Dr. Go served as the Executive Chair, Department of Medicine, at UCLA from 1988 to 1992. Afterward in 1993, he became Associate Director of the NCI-funded Clinical Nutrition Research Unit, Director of the UCLA Nutrition Education Program, and Co-Principal Investigator of the Nutrition Curriculum Development grants and the Cancer Prevention Curriculum program at UCLA. In 1994, Dr. Go co-founded the UCLA Center for Human Nutrition. From 2007-2014, Dr. Go was the principal investigator of (PO1 AT 003960) UCLA Center for Excellence in Pancreatic Diseases.

Currently, Dr. Go is a distinguished Professor of medicine and Co Director of the UCLA Agi Hirshberg Center for Pancreatic Diseases. He is the chair of the Hirshberg Foundation scientific advisory board. In his five decade academic career, he was involved in research, education, and administration. He has trained over 80 fellows in gastroenterology, endocrinology, nutrition and pancreatology, many of whom occupy prestigious academic positions, nationally and internationally. He has authored and coauthored over 400 manuscripts and 11 books. Frisca and Bill have been blessed with 3 children and seven grandchildren.


Volunteer of the Year Legacy Award: Patter S. Biric, National Pancreas Foundation Co-Founder

In 1996, Patter’s sister-in-law, Joan Birsic Dawson, was diagnosed with pancreatic cancer at the age of 38. Stunned at the lack of information, and patient and caretaker support, she co-founded the National Pancreas Foundation (NPF) with Boston resident, Jane Holt, who suffers from chronic pancreatitis. Patter continues to be an active member on the national Board of Directors, as well as the chair of the Western PA Chapter of NPF. She also sits on the Collaborative Alliance for Pancreas Education and Research CAPER) Board of Directors.

She is a member of the Women Leaders Initiative United Way program and volunteers for the National Ability Center and Catholic Charities. Patter is a 1977 graduate from the University of Notre Dame. A resident of Park City, UT, Patter enjoys anything outdoors- hiking, skiing, tennis, and water sports.




Volunteer of the Year Legacy Award: Jane Holt, National Pancreas Foundation Co-Founder

In 1987, Jane was diagnosed with chronic pancreatitis.  In an effort to advance pancreatitis research and improve patient care, Patter Birsic and Jane established the National Pancreas Foundation (NPF) in 1997.  Jane has been directly involved with the development of the Fellows Symposium, the NPF Registry, NPF Centers, and the NPF Animation Program.  In October, 2017, she received the NPF Lifetime Achievement Award.

### Problems to work on
a. In the award biographies, copy everything from "In 1996, Patter’s" down to "Board of Directors.", substituting "caregiver" for "caretaker".
b. Answer these questions from the award biographies:
(i) In what year did Dr. Go co-found the UCLA Center for Human Nutrition?
(ii) From which university did Patter graduate in 1977?
(iii) What award did Jane Holt receive in October 2017?
The records play no part in this exercise.

### Dataset entries
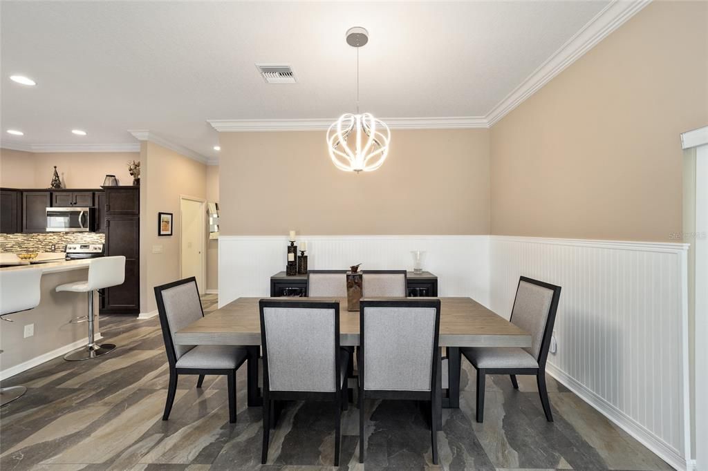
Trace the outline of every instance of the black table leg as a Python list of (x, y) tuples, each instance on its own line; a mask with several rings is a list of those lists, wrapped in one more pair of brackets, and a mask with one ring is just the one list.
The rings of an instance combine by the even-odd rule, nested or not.
[(438, 353), (438, 368), (437, 373), (435, 373), (435, 388), (438, 390), (434, 395), (435, 397), (435, 408), (437, 411), (437, 414), (431, 414), (430, 421), (431, 426), (435, 427), (435, 430), (442, 430), (442, 358), (440, 354), (440, 351)]
[(246, 361), (248, 368), (249, 407), (262, 406), (263, 398), (261, 395), (261, 388), (258, 388), (258, 356), (261, 355), (261, 347), (258, 345), (251, 345), (246, 347), (249, 351), (249, 359)]
[(459, 368), (462, 354), (459, 347), (447, 347), (447, 400), (446, 407), (450, 409), (459, 408)]

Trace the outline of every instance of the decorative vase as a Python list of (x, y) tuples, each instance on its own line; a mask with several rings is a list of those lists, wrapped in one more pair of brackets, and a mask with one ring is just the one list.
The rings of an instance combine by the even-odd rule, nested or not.
[(413, 255), (413, 272), (416, 274), (421, 274), (423, 273), (423, 261), (426, 258), (426, 252), (424, 250), (411, 250), (411, 255)]
[(290, 240), (290, 245), (287, 246), (287, 264), (285, 265), (285, 274), (288, 277), (294, 277), (297, 274), (297, 245), (295, 240)]
[(297, 274), (307, 274), (307, 255), (304, 250), (300, 250), (300, 256), (297, 257)]
[(361, 272), (347, 272), (347, 310), (359, 310), (364, 277)]

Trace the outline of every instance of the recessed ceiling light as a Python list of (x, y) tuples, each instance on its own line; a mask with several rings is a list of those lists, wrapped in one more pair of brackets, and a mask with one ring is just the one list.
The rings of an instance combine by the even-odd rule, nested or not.
[(18, 83), (21, 83), (23, 85), (29, 85), (30, 86), (37, 85), (37, 82), (32, 80), (29, 77), (25, 77), (23, 75), (11, 75), (10, 80), (13, 82), (17, 82)]

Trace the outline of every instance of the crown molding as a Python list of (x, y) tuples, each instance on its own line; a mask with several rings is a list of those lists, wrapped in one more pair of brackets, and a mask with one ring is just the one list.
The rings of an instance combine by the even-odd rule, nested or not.
[(708, 144), (708, 126), (687, 131), (681, 134), (681, 148), (691, 149)]
[(32, 144), (16, 141), (0, 141), (0, 147), (13, 151), (23, 151), (35, 153), (53, 152), (139, 152), (140, 145), (135, 144)]
[[(248, 131), (326, 131), (336, 118), (307, 120), (207, 120), (219, 132)], [(392, 129), (455, 129), (487, 128), (481, 116), (381, 118)]]
[(613, 0), (487, 113), (490, 127), (536, 93), (651, 0)]
[(202, 156), (202, 154), (198, 153), (192, 149), (185, 147), (184, 146), (175, 144), (174, 142), (163, 139), (159, 136), (156, 135), (155, 133), (151, 132), (149, 129), (128, 129), (128, 132), (132, 134), (132, 136), (138, 141), (149, 141), (150, 142), (154, 142), (159, 146), (169, 149), (171, 151), (174, 151), (177, 153), (181, 154), (185, 157), (191, 158), (192, 160), (201, 163), (204, 163), (207, 165), (219, 165), (218, 159), (210, 158)]

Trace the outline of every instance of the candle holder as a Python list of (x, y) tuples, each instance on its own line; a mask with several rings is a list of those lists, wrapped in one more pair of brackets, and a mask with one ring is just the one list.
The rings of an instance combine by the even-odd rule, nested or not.
[(297, 274), (307, 274), (307, 255), (304, 250), (300, 250), (300, 256), (297, 257)]
[(294, 277), (297, 274), (297, 245), (295, 240), (290, 240), (290, 245), (287, 246), (287, 264), (285, 265), (285, 274), (288, 277)]

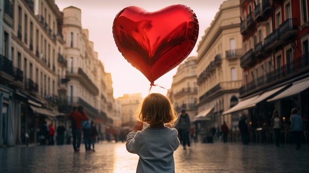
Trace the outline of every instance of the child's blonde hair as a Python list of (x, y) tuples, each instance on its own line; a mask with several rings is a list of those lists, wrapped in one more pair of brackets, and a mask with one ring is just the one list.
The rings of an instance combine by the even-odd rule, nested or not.
[(152, 93), (146, 96), (137, 109), (138, 121), (149, 124), (172, 123), (177, 115), (167, 97), (159, 93)]

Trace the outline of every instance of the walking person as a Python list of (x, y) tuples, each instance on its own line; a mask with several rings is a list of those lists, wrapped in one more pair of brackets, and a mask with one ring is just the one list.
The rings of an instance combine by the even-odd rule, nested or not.
[(239, 128), (239, 131), (241, 134), (242, 143), (244, 145), (248, 144), (249, 142), (249, 131), (248, 130), (248, 126), (247, 126), (247, 123), (245, 121), (247, 117), (243, 115), (238, 122), (238, 128)]
[(303, 132), (303, 119), (302, 116), (297, 114), (297, 109), (292, 109), (291, 113), (291, 132), (296, 142), (296, 149), (299, 150), (302, 147), (302, 134)]
[(229, 128), (228, 126), (225, 123), (225, 121), (223, 122), (223, 124), (221, 126), (221, 130), (223, 134), (223, 142), (226, 143), (228, 142), (228, 134), (229, 133)]
[(58, 137), (58, 144), (63, 145), (64, 143), (64, 132), (66, 128), (63, 126), (63, 123), (61, 122), (60, 124), (57, 128), (57, 136)]
[(45, 121), (44, 121), (43, 124), (39, 127), (39, 140), (40, 145), (43, 145), (46, 144), (46, 140), (48, 140), (49, 131), (49, 129), (47, 126), (47, 123)]
[[(79, 109), (82, 109), (82, 108)], [(87, 120), (88, 119), (86, 112), (84, 113), (84, 111), (82, 110), (81, 112), (83, 112), (83, 114), (80, 113), (77, 110), (77, 106), (74, 106), (72, 111), (69, 113), (67, 116), (68, 119), (71, 120), (71, 122), (72, 136), (73, 137), (72, 143), (75, 152), (79, 151), (79, 147), (81, 141), (81, 121)]]
[(91, 129), (91, 122), (90, 120), (83, 121), (81, 124), (81, 129), (85, 144), (85, 150), (86, 152), (90, 151), (90, 145), (91, 144), (91, 136), (90, 135), (90, 129)]
[(96, 139), (98, 136), (98, 131), (97, 129), (94, 126), (94, 122), (91, 121), (91, 129), (90, 129), (90, 136), (91, 137), (91, 144), (92, 145), (92, 149), (90, 148), (90, 150), (92, 151), (95, 151), (94, 150), (94, 144), (96, 142)]
[[(170, 124), (177, 118), (166, 97), (152, 93), (145, 97), (136, 115), (139, 121), (129, 133), (126, 149), (139, 156), (136, 173), (174, 173), (174, 151), (180, 144), (178, 131)], [(143, 130), (143, 123), (150, 126)]]
[(185, 110), (182, 110), (176, 123), (175, 127), (179, 131), (179, 139), (183, 145), (184, 149), (186, 148), (187, 142), (188, 146), (190, 146), (189, 134), (191, 126), (190, 117), (187, 113), (186, 113)]
[(282, 119), (279, 117), (278, 111), (274, 110), (272, 112), (271, 120), (271, 126), (272, 127), (276, 146), (279, 147), (280, 144), (280, 136), (281, 128), (283, 125)]
[(52, 124), (50, 124), (48, 127), (49, 131), (48, 131), (48, 145), (53, 145), (55, 144), (54, 140), (54, 136), (55, 136), (55, 128), (53, 126)]

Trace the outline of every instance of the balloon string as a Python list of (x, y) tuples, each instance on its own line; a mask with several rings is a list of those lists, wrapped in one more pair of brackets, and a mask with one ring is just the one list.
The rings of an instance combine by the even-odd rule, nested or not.
[(166, 90), (166, 91), (167, 91), (167, 92), (166, 93), (166, 96), (168, 96), (168, 95), (169, 94), (169, 91), (168, 91), (168, 89), (167, 89), (166, 88), (164, 88), (163, 87), (162, 87), (161, 86), (159, 86), (158, 85), (156, 85), (156, 84), (154, 84), (154, 83), (152, 83), (150, 84), (150, 88), (149, 88), (149, 92), (148, 92), (148, 94), (150, 94), (150, 91), (151, 90), (151, 89), (152, 89), (152, 88), (153, 87), (153, 86), (158, 86), (158, 87), (161, 87), (161, 88), (163, 88), (163, 89), (164, 89), (165, 90)]

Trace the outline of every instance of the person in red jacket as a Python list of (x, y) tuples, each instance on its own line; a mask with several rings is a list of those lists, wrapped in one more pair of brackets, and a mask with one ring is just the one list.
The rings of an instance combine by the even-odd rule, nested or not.
[(68, 115), (68, 119), (71, 120), (72, 136), (73, 136), (73, 148), (74, 151), (79, 151), (79, 146), (81, 141), (81, 121), (88, 120), (89, 119), (86, 112), (83, 110), (82, 106), (73, 106), (73, 110)]
[(48, 127), (49, 131), (48, 132), (48, 145), (54, 145), (54, 136), (55, 136), (55, 128), (52, 124), (50, 124)]
[(227, 142), (229, 128), (228, 128), (228, 126), (227, 126), (225, 121), (223, 122), (223, 124), (222, 124), (222, 126), (221, 126), (221, 130), (222, 130), (222, 133), (223, 133), (223, 142)]

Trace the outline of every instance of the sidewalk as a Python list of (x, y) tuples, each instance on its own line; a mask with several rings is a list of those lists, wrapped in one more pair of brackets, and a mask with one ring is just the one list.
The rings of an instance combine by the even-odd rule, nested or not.
[[(135, 173), (138, 156), (124, 143), (97, 144), (96, 152), (74, 153), (71, 145), (0, 148), (0, 173)], [(192, 143), (174, 153), (177, 173), (293, 173), (309, 170), (309, 145)]]

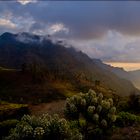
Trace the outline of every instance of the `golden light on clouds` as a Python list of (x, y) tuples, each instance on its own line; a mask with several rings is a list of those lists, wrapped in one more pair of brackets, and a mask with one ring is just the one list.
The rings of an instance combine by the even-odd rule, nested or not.
[(4, 18), (0, 18), (0, 26), (4, 26), (7, 28), (16, 28), (16, 24), (14, 24), (12, 21)]
[(104, 62), (108, 65), (124, 68), (126, 71), (140, 70), (140, 63)]

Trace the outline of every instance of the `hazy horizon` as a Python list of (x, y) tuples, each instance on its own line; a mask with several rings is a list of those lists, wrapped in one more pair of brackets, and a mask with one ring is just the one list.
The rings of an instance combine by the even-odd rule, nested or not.
[(138, 1), (0, 1), (0, 34), (50, 34), (92, 58), (137, 62), (139, 13)]
[(126, 71), (140, 70), (140, 62), (104, 62), (105, 64), (123, 68)]

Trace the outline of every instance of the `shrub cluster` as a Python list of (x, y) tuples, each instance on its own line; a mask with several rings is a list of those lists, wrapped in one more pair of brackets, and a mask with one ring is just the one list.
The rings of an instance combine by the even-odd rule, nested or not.
[(80, 120), (85, 120), (85, 135), (91, 131), (100, 133), (113, 126), (116, 107), (113, 106), (112, 98), (103, 99), (102, 93), (97, 94), (90, 89), (88, 93), (67, 98), (65, 115), (69, 120), (77, 120), (79, 126)]
[(58, 115), (40, 117), (24, 115), (16, 128), (5, 140), (82, 140), (77, 129), (71, 129), (69, 122)]

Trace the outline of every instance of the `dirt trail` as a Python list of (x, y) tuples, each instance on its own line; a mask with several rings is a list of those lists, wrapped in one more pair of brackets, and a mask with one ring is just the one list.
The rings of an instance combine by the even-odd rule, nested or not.
[(53, 101), (50, 103), (41, 103), (39, 105), (30, 105), (29, 109), (32, 115), (41, 115), (44, 113), (59, 114), (63, 116), (65, 100)]

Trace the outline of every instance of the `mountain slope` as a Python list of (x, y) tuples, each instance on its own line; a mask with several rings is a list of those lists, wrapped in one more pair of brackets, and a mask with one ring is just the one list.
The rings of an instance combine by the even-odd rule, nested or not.
[(120, 96), (139, 92), (130, 81), (99, 66), (96, 59), (92, 60), (86, 54), (65, 48), (46, 37), (4, 33), (0, 36), (0, 56), (0, 66), (17, 70), (24, 66), (24, 69), (30, 70), (28, 74), (32, 78), (43, 78), (45, 83), (67, 82), (74, 90), (82, 90), (83, 87), (95, 87), (95, 81), (99, 81), (101, 87)]
[(96, 60), (96, 64), (105, 70), (113, 72), (120, 78), (131, 81), (136, 88), (140, 89), (140, 70), (125, 71), (123, 68), (103, 64), (100, 60)]

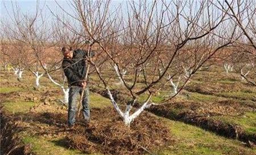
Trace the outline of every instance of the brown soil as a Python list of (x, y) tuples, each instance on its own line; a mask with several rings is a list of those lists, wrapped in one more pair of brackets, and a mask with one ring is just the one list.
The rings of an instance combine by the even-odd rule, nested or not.
[[(1, 108), (2, 110), (2, 108)], [(31, 146), (24, 145), (18, 135), (22, 128), (18, 127), (13, 117), (0, 110), (1, 154), (32, 154)]]
[[(16, 124), (10, 131), (14, 134), (19, 130), (26, 130), (31, 135), (59, 137), (62, 139), (63, 147), (79, 149), (85, 153), (141, 154), (174, 141), (163, 122), (148, 113), (139, 116), (130, 128), (125, 126), (117, 112), (109, 107), (92, 109), (89, 124), (82, 123), (81, 117), (73, 129), (67, 127), (67, 117), (66, 107), (42, 103), (31, 108), (28, 113), (16, 113), (10, 117)], [(13, 138), (8, 134), (3, 135), (9, 135), (9, 139)], [(18, 137), (14, 139), (17, 143), (13, 145), (7, 142), (2, 143), (8, 146), (5, 152), (19, 145)], [(20, 146), (24, 148), (22, 151), (27, 148), (24, 145)]]
[[(191, 102), (191, 104), (193, 104), (193, 102)], [(212, 116), (231, 115), (232, 114), (234, 115), (240, 114), (240, 113), (237, 112), (239, 110), (236, 110), (236, 107), (231, 107), (228, 104), (222, 107), (220, 105), (211, 105), (209, 104), (207, 109), (204, 109), (204, 111), (199, 110), (200, 113), (199, 113), (198, 109), (204, 109), (201, 105), (200, 104), (196, 105), (195, 103), (193, 103), (193, 105), (191, 105), (191, 104), (188, 102), (187, 102), (187, 104), (174, 103), (163, 106), (152, 106), (148, 110), (157, 115), (195, 125), (213, 131), (221, 136), (237, 139), (246, 143), (249, 143), (250, 141), (256, 144), (256, 134), (247, 134), (242, 127), (237, 124), (214, 120), (210, 117), (210, 114), (212, 114)], [(216, 104), (221, 104), (216, 103)], [(191, 106), (194, 106), (194, 107), (190, 107)], [(237, 108), (238, 108), (237, 107)], [(177, 109), (179, 107), (183, 109), (183, 110), (177, 112), (173, 110), (174, 109)], [(186, 110), (184, 108), (188, 109)]]
[(166, 127), (148, 113), (141, 115), (129, 128), (113, 109), (94, 109), (92, 111), (89, 126), (76, 126), (67, 136), (69, 147), (86, 153), (141, 154), (172, 141)]

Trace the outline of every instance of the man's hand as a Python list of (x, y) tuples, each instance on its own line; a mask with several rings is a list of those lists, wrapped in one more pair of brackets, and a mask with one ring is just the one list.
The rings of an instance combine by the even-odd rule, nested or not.
[(87, 83), (86, 81), (83, 81), (81, 83), (81, 85), (82, 87), (82, 88), (85, 88), (86, 87)]

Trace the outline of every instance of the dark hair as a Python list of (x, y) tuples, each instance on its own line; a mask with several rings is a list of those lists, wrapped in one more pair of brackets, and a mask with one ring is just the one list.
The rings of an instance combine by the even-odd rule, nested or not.
[(64, 52), (66, 51), (67, 50), (71, 51), (71, 50), (72, 50), (72, 49), (71, 48), (68, 48), (68, 47), (67, 47), (67, 46), (64, 46), (64, 47), (62, 48), (62, 49), (61, 49), (61, 51), (62, 51), (62, 53), (64, 53)]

### Solution set
a.
In 1996, Patter’s sister-in-law, Joan Birsic Dawson, was diagnosed with pancreatic cancer at the age of 38. Stunned at the lack of information, and patient and caregiver support, she co-founded the National Pancreas Foundation (NPF) with Boston resident, Jane Holt, who suffers from chronic pancreatitis. Patter continues to be an active member on the national Board of Directors, as well as the chair of the Western PA Chapter of NPF. She also sits on the Collaborative Alliance for Pancreas Education and Research CAPER) Board of Directors.

b.
(i) 1994
(ii) The University of Notre Dame
(iii) The NPF Lifetime Achievement Award